_Activity:_
Using the material that follows, output exactly the lines from the one containing "Target: snow-covered ridge" through the one containing "the oven door shown", with both ends kept.

_Data listing:_
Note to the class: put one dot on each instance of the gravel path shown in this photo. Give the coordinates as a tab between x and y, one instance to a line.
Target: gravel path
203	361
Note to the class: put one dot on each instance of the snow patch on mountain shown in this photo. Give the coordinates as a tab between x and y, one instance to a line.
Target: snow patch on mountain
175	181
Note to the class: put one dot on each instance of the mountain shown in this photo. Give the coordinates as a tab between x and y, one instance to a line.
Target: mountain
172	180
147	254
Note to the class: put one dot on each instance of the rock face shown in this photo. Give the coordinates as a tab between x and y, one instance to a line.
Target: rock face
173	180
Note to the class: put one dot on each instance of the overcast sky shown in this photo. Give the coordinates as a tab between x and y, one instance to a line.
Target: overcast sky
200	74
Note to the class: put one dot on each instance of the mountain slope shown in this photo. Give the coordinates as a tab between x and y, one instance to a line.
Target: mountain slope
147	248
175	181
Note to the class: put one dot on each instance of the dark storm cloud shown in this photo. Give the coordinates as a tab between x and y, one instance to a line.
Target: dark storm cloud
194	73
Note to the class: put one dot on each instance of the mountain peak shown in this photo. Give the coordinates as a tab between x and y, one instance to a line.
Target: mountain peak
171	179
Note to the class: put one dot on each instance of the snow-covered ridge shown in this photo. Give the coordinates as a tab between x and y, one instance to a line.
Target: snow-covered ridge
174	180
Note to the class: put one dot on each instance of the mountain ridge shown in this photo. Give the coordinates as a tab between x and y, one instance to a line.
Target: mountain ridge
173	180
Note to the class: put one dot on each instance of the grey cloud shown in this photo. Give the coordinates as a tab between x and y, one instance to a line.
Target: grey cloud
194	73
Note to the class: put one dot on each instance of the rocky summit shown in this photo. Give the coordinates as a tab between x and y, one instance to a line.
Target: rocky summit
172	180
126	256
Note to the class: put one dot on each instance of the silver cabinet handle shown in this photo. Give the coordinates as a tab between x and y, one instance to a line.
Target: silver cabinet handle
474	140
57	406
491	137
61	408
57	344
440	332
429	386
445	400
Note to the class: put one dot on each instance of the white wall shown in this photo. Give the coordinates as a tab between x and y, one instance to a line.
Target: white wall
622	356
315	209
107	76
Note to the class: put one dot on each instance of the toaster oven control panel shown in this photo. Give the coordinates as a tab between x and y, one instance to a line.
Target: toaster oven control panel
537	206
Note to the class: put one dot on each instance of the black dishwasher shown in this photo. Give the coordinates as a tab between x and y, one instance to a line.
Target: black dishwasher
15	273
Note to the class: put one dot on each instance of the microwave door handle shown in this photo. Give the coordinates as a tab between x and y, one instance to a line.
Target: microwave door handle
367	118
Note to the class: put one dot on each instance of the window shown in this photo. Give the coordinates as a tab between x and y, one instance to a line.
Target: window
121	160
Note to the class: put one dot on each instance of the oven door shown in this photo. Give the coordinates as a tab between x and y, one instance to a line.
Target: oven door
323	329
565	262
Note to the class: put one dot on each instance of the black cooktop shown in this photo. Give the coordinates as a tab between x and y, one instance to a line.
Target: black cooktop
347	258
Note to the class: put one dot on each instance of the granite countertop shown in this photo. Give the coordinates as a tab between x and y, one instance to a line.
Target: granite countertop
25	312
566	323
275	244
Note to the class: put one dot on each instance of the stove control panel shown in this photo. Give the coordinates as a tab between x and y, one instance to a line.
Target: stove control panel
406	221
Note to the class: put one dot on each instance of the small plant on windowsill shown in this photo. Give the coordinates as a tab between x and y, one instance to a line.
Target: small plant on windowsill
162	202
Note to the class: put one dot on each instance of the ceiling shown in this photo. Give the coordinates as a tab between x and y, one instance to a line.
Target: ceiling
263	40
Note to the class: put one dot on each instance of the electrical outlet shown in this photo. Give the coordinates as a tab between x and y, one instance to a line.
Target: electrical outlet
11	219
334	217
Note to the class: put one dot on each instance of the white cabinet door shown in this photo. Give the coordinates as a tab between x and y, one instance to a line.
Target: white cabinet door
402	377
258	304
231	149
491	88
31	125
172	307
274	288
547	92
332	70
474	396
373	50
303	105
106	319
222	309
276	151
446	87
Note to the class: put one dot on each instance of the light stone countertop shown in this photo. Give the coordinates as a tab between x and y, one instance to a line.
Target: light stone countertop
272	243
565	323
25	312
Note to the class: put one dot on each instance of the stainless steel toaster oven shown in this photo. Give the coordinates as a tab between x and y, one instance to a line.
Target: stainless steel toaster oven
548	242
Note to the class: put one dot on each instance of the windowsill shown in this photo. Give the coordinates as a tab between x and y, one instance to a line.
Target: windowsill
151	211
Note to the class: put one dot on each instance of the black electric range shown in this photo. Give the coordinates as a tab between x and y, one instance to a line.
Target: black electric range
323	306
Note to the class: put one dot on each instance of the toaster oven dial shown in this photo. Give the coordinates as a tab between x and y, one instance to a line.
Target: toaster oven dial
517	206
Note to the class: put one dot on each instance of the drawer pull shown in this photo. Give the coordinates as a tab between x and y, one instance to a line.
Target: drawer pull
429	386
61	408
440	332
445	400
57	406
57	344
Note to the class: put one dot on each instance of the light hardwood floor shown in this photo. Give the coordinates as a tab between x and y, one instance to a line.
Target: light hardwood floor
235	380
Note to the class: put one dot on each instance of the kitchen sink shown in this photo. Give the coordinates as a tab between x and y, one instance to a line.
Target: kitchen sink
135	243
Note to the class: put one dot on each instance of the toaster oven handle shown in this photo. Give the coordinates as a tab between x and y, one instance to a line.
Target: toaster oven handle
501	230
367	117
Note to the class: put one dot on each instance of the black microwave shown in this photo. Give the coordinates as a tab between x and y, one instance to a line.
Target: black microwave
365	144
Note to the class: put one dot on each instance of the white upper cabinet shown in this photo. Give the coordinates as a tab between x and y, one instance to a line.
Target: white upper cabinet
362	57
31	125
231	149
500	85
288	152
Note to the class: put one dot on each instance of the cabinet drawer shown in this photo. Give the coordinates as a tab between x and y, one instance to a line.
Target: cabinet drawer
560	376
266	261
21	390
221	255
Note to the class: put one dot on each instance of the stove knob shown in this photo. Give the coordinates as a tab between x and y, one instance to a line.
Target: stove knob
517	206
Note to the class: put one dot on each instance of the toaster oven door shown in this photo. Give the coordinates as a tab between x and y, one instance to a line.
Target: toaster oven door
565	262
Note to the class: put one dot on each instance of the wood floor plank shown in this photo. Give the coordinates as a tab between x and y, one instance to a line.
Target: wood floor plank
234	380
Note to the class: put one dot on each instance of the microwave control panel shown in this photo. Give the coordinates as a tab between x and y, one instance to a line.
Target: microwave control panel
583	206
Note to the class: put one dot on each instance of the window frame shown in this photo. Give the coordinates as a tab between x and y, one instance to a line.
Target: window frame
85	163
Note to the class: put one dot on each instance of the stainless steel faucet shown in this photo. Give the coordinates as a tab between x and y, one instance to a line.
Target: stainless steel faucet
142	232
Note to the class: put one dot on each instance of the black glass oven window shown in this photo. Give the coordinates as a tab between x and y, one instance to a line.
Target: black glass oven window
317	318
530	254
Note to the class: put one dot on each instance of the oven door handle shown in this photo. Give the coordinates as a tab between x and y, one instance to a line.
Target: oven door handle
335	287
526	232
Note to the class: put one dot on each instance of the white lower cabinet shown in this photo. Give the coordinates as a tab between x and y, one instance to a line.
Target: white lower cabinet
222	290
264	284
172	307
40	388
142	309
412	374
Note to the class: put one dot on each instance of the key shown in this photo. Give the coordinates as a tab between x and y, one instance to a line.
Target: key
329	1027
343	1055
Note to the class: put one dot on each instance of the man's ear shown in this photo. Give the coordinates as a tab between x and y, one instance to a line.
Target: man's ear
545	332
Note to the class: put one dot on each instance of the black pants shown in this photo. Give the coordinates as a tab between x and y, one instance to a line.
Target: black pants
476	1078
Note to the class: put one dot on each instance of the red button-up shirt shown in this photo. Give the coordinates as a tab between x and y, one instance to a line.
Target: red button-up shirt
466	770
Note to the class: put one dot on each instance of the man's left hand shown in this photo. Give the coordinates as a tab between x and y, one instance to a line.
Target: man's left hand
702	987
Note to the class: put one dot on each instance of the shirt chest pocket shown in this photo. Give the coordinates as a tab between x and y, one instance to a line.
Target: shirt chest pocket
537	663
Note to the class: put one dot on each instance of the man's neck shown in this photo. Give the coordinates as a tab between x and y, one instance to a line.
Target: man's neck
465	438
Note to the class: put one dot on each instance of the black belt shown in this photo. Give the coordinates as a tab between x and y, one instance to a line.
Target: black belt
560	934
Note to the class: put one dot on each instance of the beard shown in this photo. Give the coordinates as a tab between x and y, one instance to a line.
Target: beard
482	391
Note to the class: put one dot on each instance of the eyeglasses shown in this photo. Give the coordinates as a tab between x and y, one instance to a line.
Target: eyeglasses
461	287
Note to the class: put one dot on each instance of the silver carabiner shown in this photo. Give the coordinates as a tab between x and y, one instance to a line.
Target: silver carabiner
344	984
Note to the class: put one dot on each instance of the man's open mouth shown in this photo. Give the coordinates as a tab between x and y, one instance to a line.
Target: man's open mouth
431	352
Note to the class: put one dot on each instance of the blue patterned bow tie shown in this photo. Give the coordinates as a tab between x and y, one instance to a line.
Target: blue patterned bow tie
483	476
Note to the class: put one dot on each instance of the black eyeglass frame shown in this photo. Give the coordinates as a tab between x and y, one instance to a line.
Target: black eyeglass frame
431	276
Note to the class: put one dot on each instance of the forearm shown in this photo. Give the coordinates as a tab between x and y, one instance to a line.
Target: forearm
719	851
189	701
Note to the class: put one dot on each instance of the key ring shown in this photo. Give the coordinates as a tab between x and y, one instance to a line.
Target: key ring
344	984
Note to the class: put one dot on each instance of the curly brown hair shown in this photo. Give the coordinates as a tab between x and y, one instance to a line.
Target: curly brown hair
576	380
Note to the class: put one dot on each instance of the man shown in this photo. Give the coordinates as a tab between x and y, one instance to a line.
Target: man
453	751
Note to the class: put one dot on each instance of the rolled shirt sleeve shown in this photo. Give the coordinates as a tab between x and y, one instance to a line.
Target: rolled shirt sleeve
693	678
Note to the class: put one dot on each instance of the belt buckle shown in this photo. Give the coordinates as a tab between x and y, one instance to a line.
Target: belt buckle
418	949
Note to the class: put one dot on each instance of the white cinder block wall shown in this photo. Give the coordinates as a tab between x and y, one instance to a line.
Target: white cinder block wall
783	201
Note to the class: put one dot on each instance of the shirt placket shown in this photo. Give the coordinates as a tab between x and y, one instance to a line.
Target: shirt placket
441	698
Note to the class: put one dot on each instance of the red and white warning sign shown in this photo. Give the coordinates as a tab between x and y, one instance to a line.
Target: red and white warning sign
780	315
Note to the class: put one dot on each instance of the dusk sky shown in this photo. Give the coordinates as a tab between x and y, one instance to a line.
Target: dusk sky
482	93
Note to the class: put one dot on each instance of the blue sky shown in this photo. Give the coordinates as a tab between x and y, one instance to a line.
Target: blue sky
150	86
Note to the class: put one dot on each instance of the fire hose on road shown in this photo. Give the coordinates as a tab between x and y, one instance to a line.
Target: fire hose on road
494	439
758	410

_Completed task:_
Target: snow-covered ridge
174	180
Note to the class: put one dot on each instance of the mountain ridge shown in this photo. Give the coordinates as a tab between x and y, one instance to a line.
Target: mountain ridge
173	180
Note to the class: put one dot on each instance of the grey cloud shown in this photo. Give the coordinates as a tab between x and y, one instance to a line.
Target: grey cloud
194	73
Note to the class: put one dot on each instance of the rocky summit shown in this photo. Give the coordinates as a tab between x and y, one instance to a line.
Target: rocky summit
172	180
126	256
Note to the class: put one dot on each instance of the silver cabinet handle shown in this photo. Give the coordinates as a tab between x and y, one instance to a line.
Target: silver cabinet handle
474	140
57	406
491	137
61	408
57	344
440	332
429	386
445	400
Note to the class: put one dot on each instance of the white wall shown in this photo. Give the coordinates as a tab between x and y, one instance to a line.
Target: white wall
622	356
315	209
107	76
Note to the class: put one dot on each instance of the toaster oven control panel shown in this photo. Give the coordinates as a tab between x and y, one instance to a line.
Target: toaster oven control panel
537	206
Note to the class: put one dot on each instance of the black dishwasher shown in this photo. Give the coordinates as a tab between x and y, one instance to a line.
Target: black dishwasher
15	273
Note to the class: put one dot on each instance of the microwave door handle shown in this photo. Give the coordinates as a tab between x and y, one instance to a line.
Target: microwave door handle
367	118
Note to the class: put one dot on each instance of the window shown in this photo. Give the coordinates as a tab between x and y, one instance to a line.
Target: window
121	160
Note to the class: put one dot on each instance of the oven door shown in this photo. Give the coordinates as a tab between x and y, one instance to a line.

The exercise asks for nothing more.